**GOAL OF THE EXERCISE:**
From the records below, return every line containing the word "blue".

**RECORDS FOR THIS TASK:**
——————————
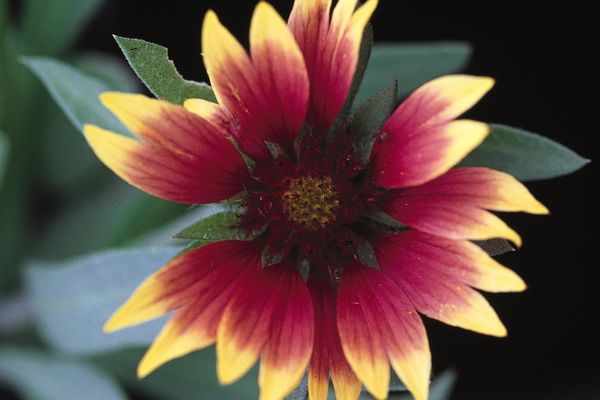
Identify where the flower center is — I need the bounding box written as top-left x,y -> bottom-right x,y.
282,176 -> 339,230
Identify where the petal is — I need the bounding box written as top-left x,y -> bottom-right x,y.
371,119 -> 489,188
338,264 -> 431,400
202,4 -> 309,159
384,192 -> 522,246
216,262 -> 312,392
395,167 -> 549,214
104,240 -> 260,333
377,239 -> 507,336
307,271 -> 361,400
85,94 -> 248,204
377,231 -> 526,293
289,0 -> 378,132
383,75 -> 495,134
135,241 -> 259,377
259,268 -> 314,400
287,0 -> 331,80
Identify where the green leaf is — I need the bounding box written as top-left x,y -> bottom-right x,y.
355,42 -> 472,106
25,247 -> 181,354
475,238 -> 514,257
0,347 -> 127,400
0,133 -> 8,187
356,238 -> 380,270
461,124 -> 589,181
174,211 -> 246,241
21,0 -> 103,56
74,52 -> 139,92
114,35 -> 216,104
360,210 -> 408,233
22,56 -> 128,135
349,81 -> 398,164
33,182 -> 185,259
93,347 -> 258,400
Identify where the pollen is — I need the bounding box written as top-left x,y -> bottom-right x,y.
282,176 -> 339,230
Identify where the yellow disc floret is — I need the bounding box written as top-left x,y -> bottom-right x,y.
282,176 -> 339,230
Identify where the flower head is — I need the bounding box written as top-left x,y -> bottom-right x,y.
84,1 -> 548,399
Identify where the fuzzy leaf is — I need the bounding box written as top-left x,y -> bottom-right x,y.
38,54 -> 136,192
355,42 -> 472,106
22,57 -> 127,135
114,35 -> 216,104
74,53 -> 138,92
174,211 -> 245,241
0,347 -> 127,400
349,81 -> 398,163
25,247 -> 180,354
461,124 -> 589,181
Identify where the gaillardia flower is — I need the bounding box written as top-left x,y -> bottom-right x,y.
84,1 -> 548,399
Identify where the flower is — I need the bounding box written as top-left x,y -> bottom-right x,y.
83,1 -> 548,399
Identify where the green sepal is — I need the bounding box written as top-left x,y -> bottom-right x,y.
261,246 -> 286,268
461,124 -> 589,181
356,238 -> 380,270
114,35 -> 216,105
360,209 -> 408,233
174,211 -> 246,241
475,238 -> 514,257
348,80 -> 398,164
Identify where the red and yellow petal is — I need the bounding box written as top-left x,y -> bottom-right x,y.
384,195 -> 523,246
396,167 -> 549,214
217,262 -> 314,400
202,3 -> 309,159
84,94 -> 248,204
371,119 -> 489,188
338,264 -> 431,400
308,271 -> 361,400
376,231 -> 526,293
259,268 -> 314,400
103,239 -> 259,345
370,75 -> 494,188
385,75 -> 494,133
289,0 -> 378,132
375,234 -> 507,336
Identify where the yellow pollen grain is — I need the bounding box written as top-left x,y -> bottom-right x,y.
282,176 -> 339,230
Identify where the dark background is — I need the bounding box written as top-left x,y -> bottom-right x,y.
11,0 -> 600,399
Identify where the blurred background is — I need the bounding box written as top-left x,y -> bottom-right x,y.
0,0 -> 597,399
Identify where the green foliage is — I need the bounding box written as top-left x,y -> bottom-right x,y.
0,347 -> 127,400
25,247 -> 180,353
93,347 -> 259,400
356,42 -> 472,106
349,81 -> 398,164
22,57 -> 128,135
0,133 -> 7,187
114,36 -> 216,104
21,0 -> 103,56
461,124 -> 589,181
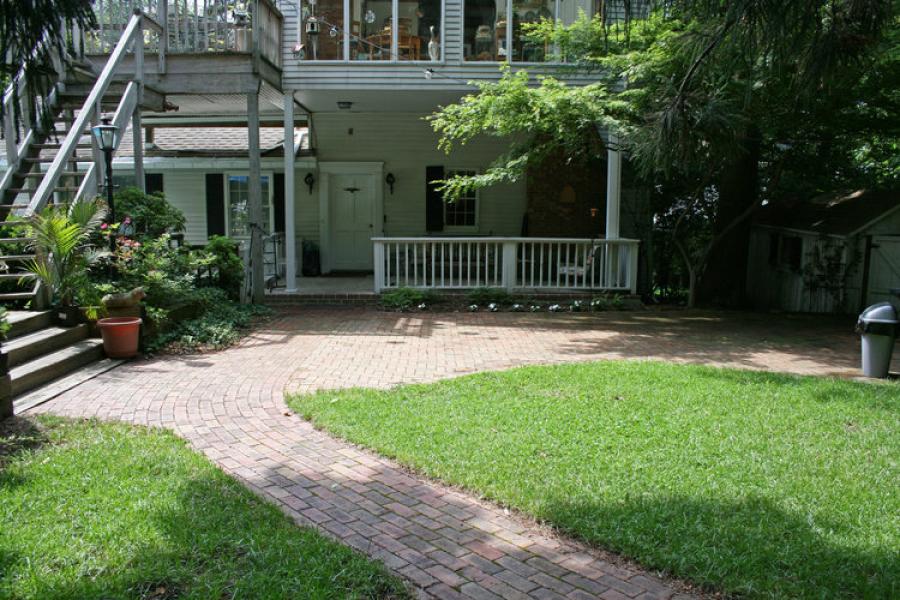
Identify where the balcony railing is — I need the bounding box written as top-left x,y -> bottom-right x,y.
80,0 -> 282,67
373,237 -> 640,294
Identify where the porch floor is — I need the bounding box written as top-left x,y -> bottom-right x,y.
268,275 -> 375,296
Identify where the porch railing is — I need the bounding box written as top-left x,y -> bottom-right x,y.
373,237 -> 640,294
81,0 -> 282,67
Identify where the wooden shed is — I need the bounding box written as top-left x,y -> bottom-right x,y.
746,190 -> 900,314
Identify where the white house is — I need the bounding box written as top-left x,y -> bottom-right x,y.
1,0 -> 648,302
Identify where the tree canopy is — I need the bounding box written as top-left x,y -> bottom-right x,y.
429,0 -> 898,305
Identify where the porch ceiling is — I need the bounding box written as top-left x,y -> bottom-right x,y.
292,89 -> 468,114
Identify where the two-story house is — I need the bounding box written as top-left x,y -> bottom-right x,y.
1,0 -> 644,302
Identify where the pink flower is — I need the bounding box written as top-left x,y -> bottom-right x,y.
123,217 -> 132,225
100,223 -> 108,230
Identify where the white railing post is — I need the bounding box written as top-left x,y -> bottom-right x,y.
628,241 -> 639,294
3,107 -> 17,170
158,0 -> 168,73
501,241 -> 517,292
373,240 -> 385,292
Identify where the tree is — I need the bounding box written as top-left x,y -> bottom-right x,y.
1,0 -> 96,137
429,0 -> 897,306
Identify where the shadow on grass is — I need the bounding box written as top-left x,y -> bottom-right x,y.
1,437 -> 408,600
544,493 -> 897,598
0,417 -> 47,470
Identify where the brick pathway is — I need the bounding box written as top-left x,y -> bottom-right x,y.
26,308 -> 872,600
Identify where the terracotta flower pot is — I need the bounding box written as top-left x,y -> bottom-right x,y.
98,317 -> 142,359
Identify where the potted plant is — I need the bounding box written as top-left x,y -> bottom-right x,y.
21,199 -> 107,327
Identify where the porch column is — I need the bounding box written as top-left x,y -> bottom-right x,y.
283,93 -> 297,292
605,132 -> 621,239
247,91 -> 265,303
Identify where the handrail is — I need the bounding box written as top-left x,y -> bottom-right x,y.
28,11 -> 144,214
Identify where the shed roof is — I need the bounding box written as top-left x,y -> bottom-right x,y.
755,189 -> 900,236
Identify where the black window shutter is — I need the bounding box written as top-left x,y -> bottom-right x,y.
273,173 -> 285,233
145,173 -> 164,195
205,173 -> 226,238
425,165 -> 444,232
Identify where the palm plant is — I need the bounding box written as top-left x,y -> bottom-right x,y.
21,199 -> 107,307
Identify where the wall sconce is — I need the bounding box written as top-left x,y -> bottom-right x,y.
590,207 -> 599,218
385,172 -> 396,194
304,172 -> 315,194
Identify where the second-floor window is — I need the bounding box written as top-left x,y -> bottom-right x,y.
300,0 -> 442,61
464,0 -> 593,62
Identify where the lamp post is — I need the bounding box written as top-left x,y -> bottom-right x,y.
91,118 -> 119,252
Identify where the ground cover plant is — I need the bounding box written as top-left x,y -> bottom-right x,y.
0,416 -> 408,599
289,360 -> 900,599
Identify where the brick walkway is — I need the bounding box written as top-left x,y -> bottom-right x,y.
26,308 -> 872,600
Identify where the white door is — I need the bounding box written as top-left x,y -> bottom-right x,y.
331,173 -> 376,270
869,237 -> 900,305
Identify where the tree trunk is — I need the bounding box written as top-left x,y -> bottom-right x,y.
696,127 -> 761,306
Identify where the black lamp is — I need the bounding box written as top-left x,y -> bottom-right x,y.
91,117 -> 120,251
385,172 -> 396,194
304,172 -> 315,194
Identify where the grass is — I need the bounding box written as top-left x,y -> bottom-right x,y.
0,417 -> 408,600
288,360 -> 900,599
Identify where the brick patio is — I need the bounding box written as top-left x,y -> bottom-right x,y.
25,307 -> 875,599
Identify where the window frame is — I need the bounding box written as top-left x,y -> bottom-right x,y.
224,172 -> 275,240
299,0 -> 446,63
442,169 -> 480,232
462,0 -> 571,64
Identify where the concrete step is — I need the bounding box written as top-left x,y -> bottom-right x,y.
2,324 -> 89,368
6,310 -> 53,339
7,338 -> 104,398
0,291 -> 37,301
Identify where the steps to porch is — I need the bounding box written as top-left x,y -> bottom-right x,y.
0,311 -> 106,418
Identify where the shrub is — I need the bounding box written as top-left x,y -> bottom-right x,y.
203,236 -> 244,301
467,287 -> 512,306
144,288 -> 271,354
381,287 -> 438,310
0,306 -> 9,340
115,187 -> 186,237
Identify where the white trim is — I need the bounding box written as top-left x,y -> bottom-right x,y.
110,157 -> 317,170
318,161 -> 384,273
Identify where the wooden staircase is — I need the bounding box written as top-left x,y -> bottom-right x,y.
0,10 -> 160,413
0,310 -> 105,417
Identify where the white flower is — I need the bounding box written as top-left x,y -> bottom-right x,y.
488,303 -> 499,312
468,304 -> 479,312
417,303 -> 427,310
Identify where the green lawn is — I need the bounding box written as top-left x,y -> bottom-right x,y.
288,361 -> 900,599
0,417 -> 408,600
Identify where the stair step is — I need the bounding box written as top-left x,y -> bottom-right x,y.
7,187 -> 81,194
22,156 -> 90,164
2,324 -> 89,369
0,291 -> 36,301
0,237 -> 35,244
23,171 -> 85,178
0,273 -> 34,281
6,310 -> 53,338
0,254 -> 36,261
0,221 -> 30,228
7,338 -> 104,398
32,143 -> 93,150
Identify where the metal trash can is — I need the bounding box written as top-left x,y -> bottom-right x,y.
856,302 -> 898,378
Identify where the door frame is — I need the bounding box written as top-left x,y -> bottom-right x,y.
318,162 -> 384,273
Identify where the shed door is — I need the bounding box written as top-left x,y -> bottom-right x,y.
330,173 -> 375,270
868,236 -> 900,305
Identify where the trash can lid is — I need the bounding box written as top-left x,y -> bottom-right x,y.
860,302 -> 899,323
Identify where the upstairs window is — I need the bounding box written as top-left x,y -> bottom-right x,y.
465,0 -> 592,62
299,0 -> 442,61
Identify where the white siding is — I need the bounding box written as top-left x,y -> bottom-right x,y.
311,112 -> 526,237
155,171 -> 209,245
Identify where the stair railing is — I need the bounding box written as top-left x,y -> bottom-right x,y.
28,9 -> 158,215
0,34 -> 65,201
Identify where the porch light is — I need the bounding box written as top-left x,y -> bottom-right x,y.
91,118 -> 119,152
304,172 -> 315,194
385,172 -> 396,194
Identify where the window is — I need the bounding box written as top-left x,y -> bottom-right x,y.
768,233 -> 803,272
227,175 -> 272,238
444,170 -> 478,228
300,0 -> 442,61
464,0 -> 593,62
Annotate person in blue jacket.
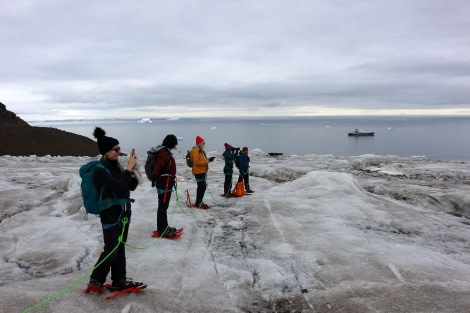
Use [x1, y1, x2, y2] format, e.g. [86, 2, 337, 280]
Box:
[237, 147, 254, 193]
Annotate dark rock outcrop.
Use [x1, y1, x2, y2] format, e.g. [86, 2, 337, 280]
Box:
[0, 102, 99, 156]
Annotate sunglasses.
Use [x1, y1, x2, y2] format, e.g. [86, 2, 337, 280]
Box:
[111, 147, 121, 152]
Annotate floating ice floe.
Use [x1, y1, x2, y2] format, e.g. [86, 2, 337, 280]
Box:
[137, 118, 152, 123]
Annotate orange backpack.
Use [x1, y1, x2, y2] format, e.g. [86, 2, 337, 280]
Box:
[233, 181, 245, 197]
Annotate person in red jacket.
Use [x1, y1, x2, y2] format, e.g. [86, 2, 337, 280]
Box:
[151, 134, 178, 238]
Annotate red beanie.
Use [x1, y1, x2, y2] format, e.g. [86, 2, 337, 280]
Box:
[196, 136, 204, 144]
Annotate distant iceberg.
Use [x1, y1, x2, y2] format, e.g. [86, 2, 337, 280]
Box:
[137, 118, 153, 123]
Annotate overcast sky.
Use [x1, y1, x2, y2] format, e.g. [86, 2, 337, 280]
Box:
[1, 0, 469, 121]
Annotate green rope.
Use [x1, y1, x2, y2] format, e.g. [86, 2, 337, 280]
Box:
[22, 218, 129, 313]
[123, 188, 184, 249]
[222, 171, 235, 198]
[205, 175, 226, 206]
[23, 181, 212, 312]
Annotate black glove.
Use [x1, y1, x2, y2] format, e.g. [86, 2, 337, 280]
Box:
[209, 156, 215, 162]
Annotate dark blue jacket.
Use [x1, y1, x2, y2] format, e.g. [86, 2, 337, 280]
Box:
[238, 153, 250, 173]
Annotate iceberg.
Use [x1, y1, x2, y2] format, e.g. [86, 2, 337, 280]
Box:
[137, 118, 152, 123]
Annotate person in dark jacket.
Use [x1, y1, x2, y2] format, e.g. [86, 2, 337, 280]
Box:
[151, 134, 178, 238]
[238, 147, 254, 193]
[222, 142, 239, 197]
[86, 127, 142, 293]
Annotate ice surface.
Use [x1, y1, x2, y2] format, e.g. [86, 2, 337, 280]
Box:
[1, 151, 469, 312]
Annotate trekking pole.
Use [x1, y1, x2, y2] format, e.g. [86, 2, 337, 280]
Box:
[174, 185, 196, 216]
[185, 189, 192, 208]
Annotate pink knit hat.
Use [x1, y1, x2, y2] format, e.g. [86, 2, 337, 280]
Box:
[224, 143, 232, 150]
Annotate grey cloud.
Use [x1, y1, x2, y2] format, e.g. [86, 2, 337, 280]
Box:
[1, 0, 470, 119]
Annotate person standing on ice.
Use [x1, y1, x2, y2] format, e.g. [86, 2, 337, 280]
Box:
[238, 147, 254, 193]
[150, 134, 179, 238]
[86, 127, 143, 293]
[190, 135, 214, 208]
[222, 142, 239, 197]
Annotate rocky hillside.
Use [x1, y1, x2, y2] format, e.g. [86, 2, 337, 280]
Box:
[0, 102, 99, 156]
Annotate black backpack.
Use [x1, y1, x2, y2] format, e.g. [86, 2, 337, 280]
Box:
[145, 146, 169, 181]
[234, 155, 240, 169]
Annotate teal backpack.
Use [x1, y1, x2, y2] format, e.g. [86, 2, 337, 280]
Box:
[79, 160, 130, 219]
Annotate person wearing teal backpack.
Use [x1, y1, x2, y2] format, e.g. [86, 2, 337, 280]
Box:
[85, 127, 143, 294]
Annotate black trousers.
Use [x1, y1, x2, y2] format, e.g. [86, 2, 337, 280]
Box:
[194, 173, 207, 205]
[238, 172, 250, 190]
[156, 188, 172, 232]
[224, 172, 233, 195]
[90, 213, 130, 284]
[155, 177, 175, 231]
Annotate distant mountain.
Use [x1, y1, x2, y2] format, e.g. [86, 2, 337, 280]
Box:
[0, 102, 99, 156]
——————————
**RESULT OF THE EXERCISE:**
Annotate person in blue jacket.
Annotate dark blue jacket.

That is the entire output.